[Items from a dataset]

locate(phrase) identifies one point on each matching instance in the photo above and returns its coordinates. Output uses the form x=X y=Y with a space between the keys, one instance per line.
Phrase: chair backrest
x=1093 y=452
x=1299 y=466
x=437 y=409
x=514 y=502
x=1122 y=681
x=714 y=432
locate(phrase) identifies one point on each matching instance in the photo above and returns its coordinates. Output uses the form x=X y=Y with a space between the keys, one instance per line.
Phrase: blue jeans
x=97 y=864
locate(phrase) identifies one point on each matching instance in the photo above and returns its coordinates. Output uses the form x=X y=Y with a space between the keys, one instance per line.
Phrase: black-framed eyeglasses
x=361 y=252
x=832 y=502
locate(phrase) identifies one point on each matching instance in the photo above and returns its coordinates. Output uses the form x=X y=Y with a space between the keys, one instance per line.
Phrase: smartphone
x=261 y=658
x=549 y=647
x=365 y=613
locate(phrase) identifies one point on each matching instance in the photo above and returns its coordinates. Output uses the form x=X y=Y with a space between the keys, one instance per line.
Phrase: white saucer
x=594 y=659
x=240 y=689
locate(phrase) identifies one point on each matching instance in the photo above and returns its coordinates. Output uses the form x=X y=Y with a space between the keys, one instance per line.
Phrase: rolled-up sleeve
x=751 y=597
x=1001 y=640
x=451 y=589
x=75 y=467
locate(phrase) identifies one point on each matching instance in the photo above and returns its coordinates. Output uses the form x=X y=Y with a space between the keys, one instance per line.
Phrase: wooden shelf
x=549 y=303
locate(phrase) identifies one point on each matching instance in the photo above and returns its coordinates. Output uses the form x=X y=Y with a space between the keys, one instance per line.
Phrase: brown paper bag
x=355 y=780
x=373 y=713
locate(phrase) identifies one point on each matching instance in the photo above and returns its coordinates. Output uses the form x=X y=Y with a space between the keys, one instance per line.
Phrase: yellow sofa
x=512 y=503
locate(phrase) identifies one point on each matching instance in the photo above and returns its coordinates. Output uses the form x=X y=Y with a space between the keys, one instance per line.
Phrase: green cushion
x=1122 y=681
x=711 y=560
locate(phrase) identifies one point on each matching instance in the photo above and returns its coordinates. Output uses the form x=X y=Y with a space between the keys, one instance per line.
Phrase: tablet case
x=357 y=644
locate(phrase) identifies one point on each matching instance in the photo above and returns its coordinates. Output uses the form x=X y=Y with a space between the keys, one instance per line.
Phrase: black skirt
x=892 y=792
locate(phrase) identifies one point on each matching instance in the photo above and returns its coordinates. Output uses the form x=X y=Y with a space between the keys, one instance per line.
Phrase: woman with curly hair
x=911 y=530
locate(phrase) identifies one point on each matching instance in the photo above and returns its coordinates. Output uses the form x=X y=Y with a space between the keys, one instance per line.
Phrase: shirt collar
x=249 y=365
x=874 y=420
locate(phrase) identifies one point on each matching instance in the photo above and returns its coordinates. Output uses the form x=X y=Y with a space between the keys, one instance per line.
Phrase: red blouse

## Assignment
Retype the records above in full, exactly as they appear.

## Output below
locate(phrase) identifies one point on each matching instance in the photo above and returns its coordinates. Output uses the form x=X y=Y with a space between the keys, one instance per line.
Phrase: chair backrest
x=1093 y=452
x=1299 y=466
x=437 y=409
x=514 y=502
x=1122 y=681
x=714 y=432
locate(phrase) identifies one point on each matching instance in the photo above and returns its coordinates. Output uses the form x=X y=Y with a space between the keys, one instance per line.
Phrase: blue jeans
x=97 y=864
locate(phrase) identifies one point on each matching instance in the photo above and returns its coordinates. Output uses the form x=X y=Y with a space between the keys, one instance per line.
Phrase: black-framed eyeglasses
x=361 y=252
x=832 y=502
locate(phrase) identifies one point on each matching instance in the photo above and returns its coordinates. Output uses the form x=X y=Y with a space between the keys, one instance per line.
Phrase: smartphone
x=261 y=658
x=549 y=647
x=365 y=613
locate(phrase) identifies one point on each matching instance in the photo above and returns its coordinates. Output uses the form x=X y=Y with a space between the keys, one instance per line.
Phrase: white saucer
x=594 y=659
x=240 y=689
locate(phrase) identifies one point on each matching instance in the photo above and returns its coordinates. Output uses the form x=X y=Y with a space between the keys, one instance per line.
Phrase: rolled-up sleeve
x=751 y=597
x=1001 y=640
x=451 y=589
x=75 y=467
locate(phrase) identifies one point on each matching instance in the photo above and returns its coordinates. Output uses the form x=X y=Y with a space between the keys, one instance per line.
Phrase: wooden shelf
x=549 y=303
locate(phrase) identifies one point on each matching instance in the photo above and returns its coordinates. Output uses the form x=X y=Y with a space between the keys, one instance per line.
Phrase: brown paper bag
x=355 y=780
x=373 y=713
locate(phrase) identifies one point on each matching instance in the photo above and returns its coordinates. Output uses the form x=X y=Y with a space between the keys, one instance per line.
Phrase: yellow sofa
x=512 y=503
locate(phrase) identifies one point on each matching instance in the photo above and returns its coordinates. Output uses the form x=X y=Y with a space between the keys, one instance per line.
Phrase: green cushion
x=1122 y=681
x=711 y=560
locate(phrase) identifies one point on each matching instance in the photo above and returns its coordinates. Output uses the form x=X y=Y with a space between the keys, one instance per line.
Phrase: tablet case
x=357 y=644
locate(phrase) identifies one point on each matching instance in the photo above and returns its coordinates. Output uses the form x=X y=Y with a space between the keys, one instance per line.
Phrase: black skirt
x=892 y=792
locate(phrase) identifies one point on each matching instance in the photo above and returns its coordinates. Output uses the form x=X y=Y with a space between the keys, one instance per line.
Phrase: woman with curly hair
x=911 y=530
locate(phrase) identifies one point on each matching instance in the photo above and returns its coordinates. Output uses the form x=X y=Y with a space between the keys, one instance per line.
Phrase: shirt collar
x=249 y=365
x=874 y=420
locate(phrase) identifies one point on each matching instance in the photo above and returns its coordinates. Output uses the form x=X y=Y with a space between the keys, one instance per line.
Phrase: red blouse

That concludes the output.